### Document
......

Cluster Configuration

Configure Spark to connect to and run on Mesos clusters using master URL and configuration options.

// Master URL format
val master: String = "mesos://host:port"

// Key configuration options
val conf = new SparkConf()
  .setMaster(master)
  .set("spark.mesos.coarse", "true")  // Enable coarse-grained mode

Execution Modes

Choose between coarse-grained and fine-grained execution modes depending on your resource sharing requirements.

Coarse-grained Mode (default):

  • Spark acquires long-lived Mesos tasks on each machine
  • Lower latency, predictable resource allocation
  • Better for batch processing and long-running applications

Fine-grained Mode:

  • Each Spark task maps to a separate Mesos task
  • Dynamic resource sharing between applications
  • Better for resource utilization in multi-tenant environments
// Coarse-grained mode (default)
conf.set("spark.mesos.coarse", "true")

// Fine-grained mode  
conf.set("spark.mesos.coarse", "false")

......

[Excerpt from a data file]

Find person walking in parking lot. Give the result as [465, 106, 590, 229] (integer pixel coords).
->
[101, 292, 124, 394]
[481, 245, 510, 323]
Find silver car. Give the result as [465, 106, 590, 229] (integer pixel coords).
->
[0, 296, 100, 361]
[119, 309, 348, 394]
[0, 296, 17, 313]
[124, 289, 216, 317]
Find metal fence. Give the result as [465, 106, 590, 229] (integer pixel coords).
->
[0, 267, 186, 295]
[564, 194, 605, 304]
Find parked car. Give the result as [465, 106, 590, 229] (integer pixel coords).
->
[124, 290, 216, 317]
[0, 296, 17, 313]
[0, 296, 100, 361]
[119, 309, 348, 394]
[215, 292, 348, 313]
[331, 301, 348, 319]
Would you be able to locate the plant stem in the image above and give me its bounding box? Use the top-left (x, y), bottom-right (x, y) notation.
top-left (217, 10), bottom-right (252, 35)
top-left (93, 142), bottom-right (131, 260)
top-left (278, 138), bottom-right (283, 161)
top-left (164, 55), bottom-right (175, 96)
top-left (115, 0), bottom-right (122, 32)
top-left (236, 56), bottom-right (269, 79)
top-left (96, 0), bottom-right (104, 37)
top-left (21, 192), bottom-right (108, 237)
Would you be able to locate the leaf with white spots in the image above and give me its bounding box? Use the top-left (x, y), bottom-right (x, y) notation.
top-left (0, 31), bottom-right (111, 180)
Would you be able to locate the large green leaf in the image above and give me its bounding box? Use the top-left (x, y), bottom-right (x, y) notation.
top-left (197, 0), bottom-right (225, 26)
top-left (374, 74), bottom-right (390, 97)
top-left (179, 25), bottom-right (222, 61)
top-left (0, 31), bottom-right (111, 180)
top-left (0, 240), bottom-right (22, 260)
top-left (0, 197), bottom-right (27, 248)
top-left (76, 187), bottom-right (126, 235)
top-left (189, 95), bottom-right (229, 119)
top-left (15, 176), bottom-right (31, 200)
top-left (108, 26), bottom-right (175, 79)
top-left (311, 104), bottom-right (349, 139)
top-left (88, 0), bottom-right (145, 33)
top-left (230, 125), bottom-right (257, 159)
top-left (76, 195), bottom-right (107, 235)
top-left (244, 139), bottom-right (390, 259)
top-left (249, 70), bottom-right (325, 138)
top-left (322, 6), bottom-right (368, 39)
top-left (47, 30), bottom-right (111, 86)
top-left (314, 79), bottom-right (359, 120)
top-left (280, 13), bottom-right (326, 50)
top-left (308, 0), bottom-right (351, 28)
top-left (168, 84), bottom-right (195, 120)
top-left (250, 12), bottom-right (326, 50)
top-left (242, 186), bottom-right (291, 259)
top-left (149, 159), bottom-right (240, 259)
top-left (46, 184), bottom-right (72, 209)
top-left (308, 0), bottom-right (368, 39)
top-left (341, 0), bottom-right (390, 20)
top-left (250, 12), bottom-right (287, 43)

......

### Tasks to perform
(1) Reproduce the Spark on Mesos text word for word, in full.
(2) Transcribe the records from their first line down through the line containing "[564, 194, 605, 304]", including both of those lines.

### Solutions
(1)
Cluster Configuration

Configure Spark to connect to and run on Mesos clusters using master URL and configuration options.

// Master URL format
val master: String = "mesos://host:port"

// Key configuration options
val conf = new SparkConf()
  .setMaster(master)
  .set("spark.mesos.coarse", "true")  // Enable coarse-grained mode

Execution Modes

Choose between coarse-grained and fine-grained execution modes depending on your resource sharing requirements.

Coarse-grained Mode (default):

  • Spark acquires long-lived Mesos tasks on each machine
  • Lower latency, predictable resource allocation
  • Better for batch processing and long-running applications

Fine-grained Mode:

  • Each Spark task maps to a separate Mesos task
  • Dynamic resource sharing between applications
  • Better for resource utilization in multi-tenant environments
// Coarse-grained mode (default)
conf.set("spark.mesos.coarse", "true")

// Fine-grained mode  
conf.set("spark.mesos.coarse", "false")

(2)
Find person walking in parking lot. Give the result as [465, 106, 590, 229] (integer pixel coords).
->
[101, 292, 124, 394]
[481, 245, 510, 323]
Find silver car. Give the result as [465, 106, 590, 229] (integer pixel coords).
->
[0, 296, 100, 361]
[119, 309, 348, 394]
[0, 296, 17, 313]
[124, 289, 216, 317]
Find metal fence. Give the result as [465, 106, 590, 229] (integer pixel coords).
->
[0, 267, 186, 295]
[564, 194, 605, 304]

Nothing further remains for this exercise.